Coordinate annotation records:
****

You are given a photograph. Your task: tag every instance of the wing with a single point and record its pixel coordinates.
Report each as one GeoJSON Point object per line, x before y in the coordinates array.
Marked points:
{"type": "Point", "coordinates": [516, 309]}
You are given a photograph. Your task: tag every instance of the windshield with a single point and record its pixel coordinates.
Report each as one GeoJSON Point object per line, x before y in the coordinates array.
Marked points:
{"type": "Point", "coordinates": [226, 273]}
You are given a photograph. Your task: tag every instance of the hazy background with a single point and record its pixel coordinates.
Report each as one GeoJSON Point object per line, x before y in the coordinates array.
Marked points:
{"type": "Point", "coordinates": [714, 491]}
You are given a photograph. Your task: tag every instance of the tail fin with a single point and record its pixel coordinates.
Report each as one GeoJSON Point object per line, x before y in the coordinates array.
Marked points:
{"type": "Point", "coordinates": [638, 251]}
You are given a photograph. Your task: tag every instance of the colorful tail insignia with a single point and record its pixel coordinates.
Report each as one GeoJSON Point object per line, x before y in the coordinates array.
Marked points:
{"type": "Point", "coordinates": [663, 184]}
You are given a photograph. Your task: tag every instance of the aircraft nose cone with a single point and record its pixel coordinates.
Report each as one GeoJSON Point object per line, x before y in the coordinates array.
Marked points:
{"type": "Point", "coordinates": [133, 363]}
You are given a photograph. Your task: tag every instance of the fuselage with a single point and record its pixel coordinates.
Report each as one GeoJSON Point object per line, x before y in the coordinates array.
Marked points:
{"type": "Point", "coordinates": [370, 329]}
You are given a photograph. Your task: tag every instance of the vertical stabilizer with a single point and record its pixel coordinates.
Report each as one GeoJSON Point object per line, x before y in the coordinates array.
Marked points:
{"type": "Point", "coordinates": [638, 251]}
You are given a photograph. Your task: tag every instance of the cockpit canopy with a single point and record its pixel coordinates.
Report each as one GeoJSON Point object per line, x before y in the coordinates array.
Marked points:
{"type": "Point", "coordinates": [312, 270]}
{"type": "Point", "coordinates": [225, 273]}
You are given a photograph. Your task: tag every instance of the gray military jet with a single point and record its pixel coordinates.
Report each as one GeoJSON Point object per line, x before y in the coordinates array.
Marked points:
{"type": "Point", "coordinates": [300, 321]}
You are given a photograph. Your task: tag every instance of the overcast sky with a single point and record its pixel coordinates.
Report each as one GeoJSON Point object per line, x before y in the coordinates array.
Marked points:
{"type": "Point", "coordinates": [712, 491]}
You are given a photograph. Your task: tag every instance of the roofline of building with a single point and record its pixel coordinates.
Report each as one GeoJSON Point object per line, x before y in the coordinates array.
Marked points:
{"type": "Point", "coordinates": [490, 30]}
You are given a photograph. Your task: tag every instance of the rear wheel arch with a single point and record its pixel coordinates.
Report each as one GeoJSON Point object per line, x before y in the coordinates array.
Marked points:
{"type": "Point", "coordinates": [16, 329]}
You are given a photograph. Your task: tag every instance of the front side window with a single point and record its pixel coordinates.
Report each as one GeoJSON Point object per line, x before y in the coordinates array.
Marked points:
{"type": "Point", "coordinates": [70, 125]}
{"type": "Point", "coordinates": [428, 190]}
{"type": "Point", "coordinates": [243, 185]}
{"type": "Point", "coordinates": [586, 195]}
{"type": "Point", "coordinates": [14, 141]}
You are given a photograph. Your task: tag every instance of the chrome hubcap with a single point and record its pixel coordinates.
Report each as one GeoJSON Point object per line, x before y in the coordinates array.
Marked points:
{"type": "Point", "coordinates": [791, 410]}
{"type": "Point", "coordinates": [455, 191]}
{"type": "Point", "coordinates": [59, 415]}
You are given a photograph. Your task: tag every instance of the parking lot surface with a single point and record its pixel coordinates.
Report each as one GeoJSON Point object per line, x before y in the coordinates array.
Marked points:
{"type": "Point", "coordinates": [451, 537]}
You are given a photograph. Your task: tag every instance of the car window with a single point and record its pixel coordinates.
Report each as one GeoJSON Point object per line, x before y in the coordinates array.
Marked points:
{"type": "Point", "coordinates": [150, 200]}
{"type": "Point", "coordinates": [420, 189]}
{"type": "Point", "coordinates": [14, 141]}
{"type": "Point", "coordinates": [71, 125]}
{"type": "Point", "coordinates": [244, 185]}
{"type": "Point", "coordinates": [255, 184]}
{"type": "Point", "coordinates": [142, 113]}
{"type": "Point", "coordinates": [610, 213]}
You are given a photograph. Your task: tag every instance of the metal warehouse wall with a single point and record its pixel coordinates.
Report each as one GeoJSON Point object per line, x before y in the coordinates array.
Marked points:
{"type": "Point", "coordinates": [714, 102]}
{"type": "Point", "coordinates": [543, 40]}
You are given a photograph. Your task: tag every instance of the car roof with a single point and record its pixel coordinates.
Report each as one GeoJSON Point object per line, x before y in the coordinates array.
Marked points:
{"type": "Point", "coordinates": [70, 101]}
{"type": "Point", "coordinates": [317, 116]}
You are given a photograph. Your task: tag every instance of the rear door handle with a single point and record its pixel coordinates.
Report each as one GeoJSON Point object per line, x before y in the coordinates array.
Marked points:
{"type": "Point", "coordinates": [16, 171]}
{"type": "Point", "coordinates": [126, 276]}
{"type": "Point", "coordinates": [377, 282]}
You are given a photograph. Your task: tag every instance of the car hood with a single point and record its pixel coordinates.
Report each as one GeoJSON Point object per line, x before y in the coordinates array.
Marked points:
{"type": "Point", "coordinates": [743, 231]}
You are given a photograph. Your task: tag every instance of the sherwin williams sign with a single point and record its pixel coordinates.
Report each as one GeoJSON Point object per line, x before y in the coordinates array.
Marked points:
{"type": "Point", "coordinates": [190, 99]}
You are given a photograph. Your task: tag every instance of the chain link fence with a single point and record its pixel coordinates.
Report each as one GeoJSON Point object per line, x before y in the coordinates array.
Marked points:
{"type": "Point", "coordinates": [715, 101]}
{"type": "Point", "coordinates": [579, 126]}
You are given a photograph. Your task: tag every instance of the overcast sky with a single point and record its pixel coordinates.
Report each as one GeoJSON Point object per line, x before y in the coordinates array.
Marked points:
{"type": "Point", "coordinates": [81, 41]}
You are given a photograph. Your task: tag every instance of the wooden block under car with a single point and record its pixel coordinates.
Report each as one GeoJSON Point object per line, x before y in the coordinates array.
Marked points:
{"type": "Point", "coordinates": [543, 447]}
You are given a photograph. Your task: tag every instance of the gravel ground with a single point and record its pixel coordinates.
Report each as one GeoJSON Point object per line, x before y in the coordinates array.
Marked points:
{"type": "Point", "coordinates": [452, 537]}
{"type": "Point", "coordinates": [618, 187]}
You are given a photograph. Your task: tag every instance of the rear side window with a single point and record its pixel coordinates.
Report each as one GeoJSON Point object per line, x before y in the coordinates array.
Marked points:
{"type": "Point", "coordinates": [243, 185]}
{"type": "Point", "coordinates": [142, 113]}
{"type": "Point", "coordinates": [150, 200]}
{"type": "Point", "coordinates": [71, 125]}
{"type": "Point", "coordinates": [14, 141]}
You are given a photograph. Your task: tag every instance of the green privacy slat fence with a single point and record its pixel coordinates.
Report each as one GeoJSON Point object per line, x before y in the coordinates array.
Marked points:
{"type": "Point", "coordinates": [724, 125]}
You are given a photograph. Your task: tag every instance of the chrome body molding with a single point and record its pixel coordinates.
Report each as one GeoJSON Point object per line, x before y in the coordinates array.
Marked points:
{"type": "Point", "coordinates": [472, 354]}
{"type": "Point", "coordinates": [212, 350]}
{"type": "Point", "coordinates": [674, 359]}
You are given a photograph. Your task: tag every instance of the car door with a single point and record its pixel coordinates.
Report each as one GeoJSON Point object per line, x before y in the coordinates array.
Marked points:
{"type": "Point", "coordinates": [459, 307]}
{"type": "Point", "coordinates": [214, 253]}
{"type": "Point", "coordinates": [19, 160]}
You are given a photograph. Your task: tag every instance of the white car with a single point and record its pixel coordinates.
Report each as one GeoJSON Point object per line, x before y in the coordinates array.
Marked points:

****

=== Short problem ===
Quote, word for word, every line starting at the one that contains "of the gravel" and ending with the final line of the entries.

=== Response ===
You are given a photograph. Your task: tag every instance of the gravel ground with a single point and record its pixel coordinates.
Report each as one GeoJSON Point object per line, x before y in the coordinates array.
Marked points:
{"type": "Point", "coordinates": [452, 537]}
{"type": "Point", "coordinates": [618, 187]}
You are given a photograph. Your task: tag every instance of the rear side window with a single point and record its pixel coordinates.
Report each as one GeoJSON Point object per line, x before y in the coordinates array.
Marked points:
{"type": "Point", "coordinates": [243, 185]}
{"type": "Point", "coordinates": [142, 113]}
{"type": "Point", "coordinates": [150, 200]}
{"type": "Point", "coordinates": [71, 125]}
{"type": "Point", "coordinates": [14, 141]}
You are given a photograph. Your task: tag every instance of the green privacy slat fence with a single point and record its pixel coordinates.
Report each as one GeoJSON Point object per line, x before y in the coordinates array.
Marked points:
{"type": "Point", "coordinates": [724, 125]}
You are given a photograph. Your task: tag every instance of the chrome body molding with a single point and record its pixel coordinates.
Report each as one GeoJSON Point object per line, x before y in the coordinates array.
Marked points:
{"type": "Point", "coordinates": [472, 354]}
{"type": "Point", "coordinates": [212, 350]}
{"type": "Point", "coordinates": [674, 359]}
You are given a photograph. Your task: tag every instance of the car door with a single point and record its pixel coordinates.
Report each as one GeoJSON Point object per line, x before y in the coordinates array.
Marked points:
{"type": "Point", "coordinates": [459, 307]}
{"type": "Point", "coordinates": [214, 253]}
{"type": "Point", "coordinates": [19, 160]}
You are given a photograph. Your task: tag every instance of the white car with a single point and record its pixel coordinates.
Report each as one GeoJSON Point object per line, x before y in the coordinates array.
Marked points:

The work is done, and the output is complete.